> [Exercise] Can you reproduce the listing below with "instance" swapped for "occurrence" everywhere it occurs and every other character left as it is?

----- Data lines -----

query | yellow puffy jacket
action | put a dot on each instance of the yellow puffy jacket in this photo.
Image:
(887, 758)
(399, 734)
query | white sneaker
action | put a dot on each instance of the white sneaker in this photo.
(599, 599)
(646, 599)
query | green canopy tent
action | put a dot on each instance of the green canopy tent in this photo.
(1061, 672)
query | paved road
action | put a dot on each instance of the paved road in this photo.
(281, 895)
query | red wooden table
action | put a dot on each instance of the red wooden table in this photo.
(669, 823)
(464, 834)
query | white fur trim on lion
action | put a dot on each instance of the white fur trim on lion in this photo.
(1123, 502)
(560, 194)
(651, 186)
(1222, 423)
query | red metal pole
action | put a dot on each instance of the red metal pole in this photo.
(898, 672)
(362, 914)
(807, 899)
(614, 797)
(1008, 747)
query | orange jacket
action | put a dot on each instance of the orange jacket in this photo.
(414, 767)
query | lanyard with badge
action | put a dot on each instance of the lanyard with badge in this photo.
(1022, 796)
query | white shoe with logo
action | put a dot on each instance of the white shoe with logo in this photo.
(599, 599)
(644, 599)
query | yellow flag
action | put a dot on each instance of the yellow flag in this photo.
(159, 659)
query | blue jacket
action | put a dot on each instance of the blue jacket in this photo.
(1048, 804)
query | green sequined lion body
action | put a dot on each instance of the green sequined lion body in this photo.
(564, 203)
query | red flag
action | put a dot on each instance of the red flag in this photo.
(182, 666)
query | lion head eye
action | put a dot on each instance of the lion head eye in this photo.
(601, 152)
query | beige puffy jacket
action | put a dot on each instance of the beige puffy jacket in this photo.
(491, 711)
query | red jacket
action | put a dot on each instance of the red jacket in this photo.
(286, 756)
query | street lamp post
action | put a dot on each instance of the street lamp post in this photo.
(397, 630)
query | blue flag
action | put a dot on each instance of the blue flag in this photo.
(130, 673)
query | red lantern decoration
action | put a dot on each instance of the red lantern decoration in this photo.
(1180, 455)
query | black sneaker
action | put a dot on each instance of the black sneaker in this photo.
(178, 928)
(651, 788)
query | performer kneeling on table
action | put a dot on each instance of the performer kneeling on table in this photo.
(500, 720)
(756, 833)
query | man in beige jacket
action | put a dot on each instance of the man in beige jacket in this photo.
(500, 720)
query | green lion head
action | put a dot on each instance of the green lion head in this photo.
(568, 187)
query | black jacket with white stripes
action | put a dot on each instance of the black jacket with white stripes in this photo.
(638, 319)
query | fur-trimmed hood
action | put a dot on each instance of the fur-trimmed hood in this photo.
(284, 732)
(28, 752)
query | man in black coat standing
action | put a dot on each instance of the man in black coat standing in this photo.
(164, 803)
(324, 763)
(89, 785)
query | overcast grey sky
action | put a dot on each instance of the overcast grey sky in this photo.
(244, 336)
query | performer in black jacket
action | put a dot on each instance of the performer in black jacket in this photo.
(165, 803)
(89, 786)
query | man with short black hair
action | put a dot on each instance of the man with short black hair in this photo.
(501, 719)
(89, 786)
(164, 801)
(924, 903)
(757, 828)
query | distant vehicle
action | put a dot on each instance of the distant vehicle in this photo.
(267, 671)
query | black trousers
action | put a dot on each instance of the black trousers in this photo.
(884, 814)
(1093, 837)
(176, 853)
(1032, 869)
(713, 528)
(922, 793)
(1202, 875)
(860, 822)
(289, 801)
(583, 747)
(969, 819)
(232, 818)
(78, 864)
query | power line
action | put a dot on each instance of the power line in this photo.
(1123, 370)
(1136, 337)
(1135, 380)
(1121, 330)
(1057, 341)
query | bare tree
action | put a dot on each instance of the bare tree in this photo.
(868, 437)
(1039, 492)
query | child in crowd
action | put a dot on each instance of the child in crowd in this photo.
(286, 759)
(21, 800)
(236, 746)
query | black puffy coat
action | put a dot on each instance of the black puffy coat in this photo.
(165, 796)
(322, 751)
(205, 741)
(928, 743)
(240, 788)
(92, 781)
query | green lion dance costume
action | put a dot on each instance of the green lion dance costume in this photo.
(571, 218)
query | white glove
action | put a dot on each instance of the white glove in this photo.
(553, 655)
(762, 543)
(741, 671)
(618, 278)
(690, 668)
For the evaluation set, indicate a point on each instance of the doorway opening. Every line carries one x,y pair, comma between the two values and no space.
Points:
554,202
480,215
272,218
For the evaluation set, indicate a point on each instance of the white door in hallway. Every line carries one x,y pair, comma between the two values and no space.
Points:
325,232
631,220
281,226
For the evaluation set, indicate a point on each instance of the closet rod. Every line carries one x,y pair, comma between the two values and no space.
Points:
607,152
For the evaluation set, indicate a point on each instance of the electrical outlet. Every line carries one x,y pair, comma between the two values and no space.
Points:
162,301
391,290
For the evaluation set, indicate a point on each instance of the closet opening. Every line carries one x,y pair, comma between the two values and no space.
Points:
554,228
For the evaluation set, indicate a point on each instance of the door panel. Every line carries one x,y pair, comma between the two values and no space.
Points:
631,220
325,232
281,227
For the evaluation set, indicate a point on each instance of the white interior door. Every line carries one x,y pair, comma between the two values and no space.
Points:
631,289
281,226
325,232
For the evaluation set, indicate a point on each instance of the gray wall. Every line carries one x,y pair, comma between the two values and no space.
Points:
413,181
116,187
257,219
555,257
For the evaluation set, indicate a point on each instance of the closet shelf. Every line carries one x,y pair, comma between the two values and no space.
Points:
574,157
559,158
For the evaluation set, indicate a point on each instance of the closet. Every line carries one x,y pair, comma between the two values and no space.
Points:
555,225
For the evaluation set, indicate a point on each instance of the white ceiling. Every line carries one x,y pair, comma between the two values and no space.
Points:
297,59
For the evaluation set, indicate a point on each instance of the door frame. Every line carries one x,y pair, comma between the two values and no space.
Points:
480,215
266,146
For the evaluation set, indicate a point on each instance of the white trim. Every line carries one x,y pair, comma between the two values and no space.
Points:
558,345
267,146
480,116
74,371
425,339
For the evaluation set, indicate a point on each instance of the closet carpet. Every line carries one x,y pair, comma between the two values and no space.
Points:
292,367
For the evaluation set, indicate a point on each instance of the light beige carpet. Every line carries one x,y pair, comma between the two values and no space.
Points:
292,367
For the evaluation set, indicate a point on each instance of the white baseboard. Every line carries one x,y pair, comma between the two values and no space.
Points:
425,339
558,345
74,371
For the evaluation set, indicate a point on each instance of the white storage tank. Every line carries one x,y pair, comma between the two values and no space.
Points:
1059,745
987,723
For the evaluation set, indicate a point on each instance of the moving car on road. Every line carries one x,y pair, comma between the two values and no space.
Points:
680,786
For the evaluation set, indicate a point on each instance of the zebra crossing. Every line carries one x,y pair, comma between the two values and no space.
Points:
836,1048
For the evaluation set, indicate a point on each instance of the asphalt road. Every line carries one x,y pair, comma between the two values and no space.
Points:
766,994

-----

> [Result]
query | yellow puffy jacket
action | put a dot on each occurrence of the yellow puffy jacket in this photo.
Image:
(887, 758)
(399, 734)
query | white sneaker
action | put a dot on each occurrence of the white sneaker in this photo.
(599, 599)
(646, 599)
query | green canopy tent
action | put a dot on each occurrence of the green canopy tent in this photo.
(1061, 672)
query | paved road
action | put a dot on each occurrence of the paved road in this photo.
(281, 895)
query | red wooden table
action | put a dot on each occurrence of the red wooden table in this photo.
(669, 823)
(464, 834)
query | white fur trim on lion
action | put a dot on each occurrence of the white fur trim on lion in this photo.
(1123, 502)
(560, 194)
(651, 186)
(1222, 423)
query | red metal pole
action | put a dot on each occurrence of the red metal pole in this photo.
(898, 672)
(362, 914)
(807, 899)
(614, 797)
(1008, 747)
query | orange jacket
action | put a dot on each occurrence of the orange jacket in this photo.
(414, 767)
query | lanyard with badge
action | put a dot on each occurrence of the lanyard with badge in this photo.
(1022, 796)
query | white shoe with logo
action | put a dot on each occurrence of the white shoe with logo in this photo.
(599, 599)
(644, 599)
query | yellow flag
action | put a dot on each occurrence of the yellow flag in this photo.
(159, 659)
query | blue jacket
action | put a dot on each occurrence of the blue jacket in this photo.
(1048, 804)
query | green sequined lion body
action | put a dot on each occurrence of the green sequined lion body in this photo.
(564, 203)
query | red flag
action | put a dot on each occurrence of the red flag in this photo.
(182, 666)
query | lion head eye
action | put a dot on each occurrence of the lion head eye in this photo.
(601, 152)
query | beige puffy jacket
action | put a dot on each occurrence of the beige puffy jacket in this photo.
(491, 711)
query | red jacket
action | put a dot on each occurrence of the red jacket in this photo.
(286, 756)
query | street lamp post
action | put a dot on each occurrence of the street lamp post in this photo.
(397, 630)
query | blue flag
action | put a dot on each occurrence of the blue flag in this photo.
(130, 673)
query | red lantern decoration
action | put a dot on each occurrence of the red lantern decoration in this photo.
(1180, 455)
query | black sneaker
action | put a dot on each occurrence of the black sneaker in this photo.
(178, 928)
(651, 788)
query | performer kneeling on table
action | put a dot on each occurrence of the performer kneeling on table in this photo.
(500, 720)
(756, 833)
query | man in beige jacket
action | put a dot on each occurrence of the man in beige jacket in this photo.
(500, 720)
query | green lion head
action | put a dot on each occurrence of the green lion head in this photo.
(568, 187)
query | black jacket with white stripes
action | put a dot on each occurrence of the black jacket with white stripes in this photo.
(638, 319)
query | fur-trimmed hood
action | put a dot on each occurrence of the fur-trimmed hood in this photo.
(284, 732)
(28, 752)
query | man in black coat standing
action | put a dot on each occurrence of the man in black coat standing in this photo.
(164, 803)
(324, 763)
(89, 785)
query | overcast grey sky
action | put a dot on each occurrence of the overcast grey sky in this photo.
(244, 336)
query | performer in black jacket
action | put a dot on each occurrence of the performer in black jacket in this photo.
(165, 803)
(89, 786)
query | man with short black hair
action | put a dot on each occurrence of the man with short black hair in this photo.
(501, 719)
(89, 786)
(164, 801)
(924, 903)
(757, 828)
query | distant vehicle
action | put a dot on each occurrence of the distant vehicle in this photo.
(267, 671)
query | black trousers
action | put a dot on each occurrence of the black trousers in this photo.
(884, 814)
(1093, 837)
(176, 853)
(1032, 869)
(713, 528)
(922, 793)
(1202, 875)
(860, 822)
(289, 801)
(583, 747)
(969, 819)
(232, 818)
(78, 864)
query | power line
action | put a dot on each occurrence of the power line in this photo.
(1123, 370)
(1136, 337)
(1135, 380)
(1121, 330)
(1057, 341)
query | bare tree
action | put a dot on each occurrence of the bare tree in this photo.
(868, 437)
(1039, 492)
query | child in crowd
action | put a dot on each occurrence of the child in crowd in this photo.
(286, 759)
(21, 800)
(236, 746)
query | black puffy coat
action | put a dot on each occurrence of the black puffy coat in this photo.
(165, 796)
(322, 751)
(205, 741)
(928, 743)
(240, 788)
(92, 781)
query | green lion dance costume
action | put a dot on each occurrence of the green lion dance costume in this photo.
(571, 218)
query | white glove
action | put a dot on each occurrence of the white glove in this photo.
(553, 655)
(762, 543)
(741, 671)
(618, 278)
(690, 668)
For the evaluation set, indicate a point on each occurrence of the doorway opening. Every line carries one x,y pair, comma between the two values and no space.
Points:
554,202
480,215
272,218
For the evaluation set, indicate a point on each occurrence of the white door in hallway. Every line carries one x,y pair, comma between the two values and no space.
Points:
325,232
631,220
281,226
For the evaluation set, indicate a point on each occurrence of the closet rod. Every line carries one x,y pair, comma between the two values and no space.
Points:
607,152
For the evaluation set, indicate a point on each occurrence of the electrical outlet. Every line carries one x,y pair, comma between the two values and no space.
Points:
162,301
391,290
For the evaluation set, indicate a point on each occurrence of the closet opening. Every line carries one x,y pair, comma between the two values and no space.
Points:
554,228
For the evaluation set, indicate a point on each occurrence of the door panel. Every line carries one x,y pair, comma between the two values and no space.
Points:
631,220
325,232
281,227
For the evaluation set, indicate a point on each occurrence of the white interior door. Every line carries one x,y pair, comma between the two values and no space.
Points:
631,289
281,226
325,232
For the evaluation set, indicate a point on each occurrence of the gray wall. Every line carries one x,y pair, comma between the two values and no space.
Points:
413,181
116,187
257,219
555,257
For the evaluation set, indicate a point on each occurrence of the closet shelf. Every line carries one x,y pair, comma between the two values and no space.
Points:
574,157
559,158
For the evaluation set, indicate a point on each occurrence of the closet. Every line carries one x,y pair, comma between the two values and no space.
Points:
555,225
For the evaluation set, indicate a point on each occurrence of the white ceiling. Every line carries one x,y pair, comma between the two values and no space.
Points:
297,59
For the evaluation set, indicate a point on each occurrence of the door frame. Every line carries one x,y pair, comma between the two values and no space.
Points:
480,215
266,146
For the evaluation set, indicate a point on each occurrence of the white trim. Every line carries one x,y pair, comma between the two values and no space.
Points:
558,345
267,146
480,116
74,371
425,339
For the evaluation set, indicate a point on each occurrence of the closet carpet. Every line carries one x,y pair, comma between the two values and no space.
Points:
292,367
For the evaluation set, indicate a point on each occurrence of the light beige carpet. Every line carries one x,y pair, comma between the two values and no space.
Points:
292,367
For the evaluation set, indicate a point on each occurrence of the white baseboard. Every line carries one x,y pair, comma between the two values and no space.
Points:
425,339
558,345
74,371
For the evaluation set, indicate a point on each occurrence of the white storage tank. Every line carries one x,y pair, comma between the two values and no space.
Points:
1059,745
987,723
For the evaluation set, indicate a point on each occurrence of the moving car on road. Every line carries one x,y pair, comma between the two values and no space.
Points:
680,786
For the evaluation set, indicate a point on each occurrence of the zebra crossing. Every line carries one x,y pair, comma between the two values and no space.
Points:
836,1048
For the evaluation set, indicate a point on each occurrence of the asphalt road. Every line carries one x,y pair, comma between the two values and no space.
Points:
766,994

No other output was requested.